### [Aim of the exercise]
Pick out each line in the records below that contains the word "forest" and copy those lines. Upper and lower case must match.

START Dataset excerpts

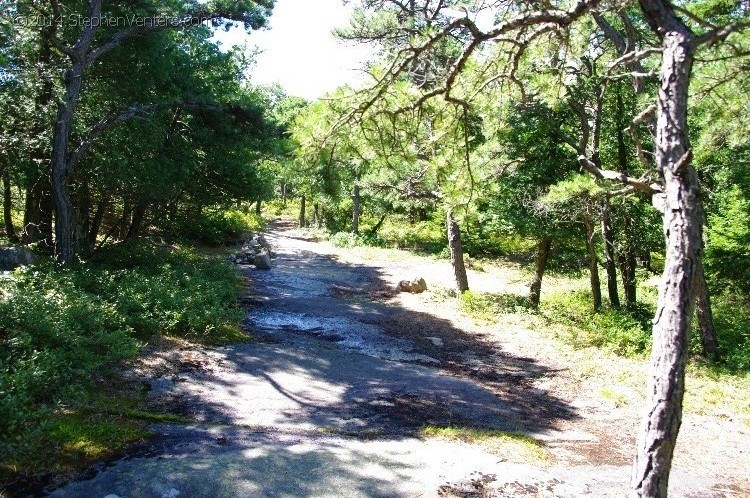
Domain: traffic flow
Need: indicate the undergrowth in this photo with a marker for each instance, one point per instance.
(62, 330)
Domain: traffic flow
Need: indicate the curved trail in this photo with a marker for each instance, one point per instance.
(329, 400)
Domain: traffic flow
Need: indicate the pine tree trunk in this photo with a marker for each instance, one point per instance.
(38, 214)
(709, 342)
(683, 226)
(81, 218)
(61, 167)
(355, 210)
(316, 215)
(542, 255)
(628, 264)
(596, 286)
(136, 224)
(457, 253)
(10, 230)
(302, 209)
(609, 254)
(374, 230)
(127, 215)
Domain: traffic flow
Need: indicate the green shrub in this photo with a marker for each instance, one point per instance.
(218, 227)
(624, 332)
(348, 239)
(63, 328)
(425, 235)
(487, 306)
(732, 322)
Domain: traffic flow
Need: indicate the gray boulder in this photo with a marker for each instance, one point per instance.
(262, 260)
(13, 257)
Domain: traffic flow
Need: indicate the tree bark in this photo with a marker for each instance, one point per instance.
(609, 255)
(10, 230)
(596, 286)
(61, 167)
(302, 209)
(355, 209)
(136, 224)
(628, 264)
(81, 219)
(542, 255)
(709, 342)
(37, 218)
(683, 226)
(457, 253)
(127, 215)
(96, 224)
(374, 230)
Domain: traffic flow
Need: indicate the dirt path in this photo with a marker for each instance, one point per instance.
(333, 395)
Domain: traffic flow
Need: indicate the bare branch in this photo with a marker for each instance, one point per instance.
(602, 174)
(105, 124)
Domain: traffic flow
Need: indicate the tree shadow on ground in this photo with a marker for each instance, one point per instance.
(326, 337)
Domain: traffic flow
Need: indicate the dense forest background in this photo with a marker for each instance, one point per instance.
(126, 148)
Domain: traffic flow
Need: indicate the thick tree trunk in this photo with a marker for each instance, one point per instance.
(596, 286)
(10, 230)
(609, 255)
(374, 230)
(61, 167)
(709, 342)
(628, 263)
(457, 253)
(302, 209)
(81, 218)
(37, 218)
(127, 216)
(542, 255)
(355, 210)
(683, 225)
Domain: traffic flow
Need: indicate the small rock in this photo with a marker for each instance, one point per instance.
(416, 286)
(13, 257)
(436, 341)
(262, 261)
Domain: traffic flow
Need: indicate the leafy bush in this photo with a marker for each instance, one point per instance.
(487, 306)
(624, 332)
(347, 239)
(732, 322)
(218, 227)
(63, 328)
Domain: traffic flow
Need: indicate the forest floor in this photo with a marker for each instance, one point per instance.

END Dataset excerpts

### [Exercise output]
Need: indicate the dense forest background in this photo with a marker for each instance, one point per instance.
Need: indicate the forest floor in this photo with a marker for each instance, one point per instance.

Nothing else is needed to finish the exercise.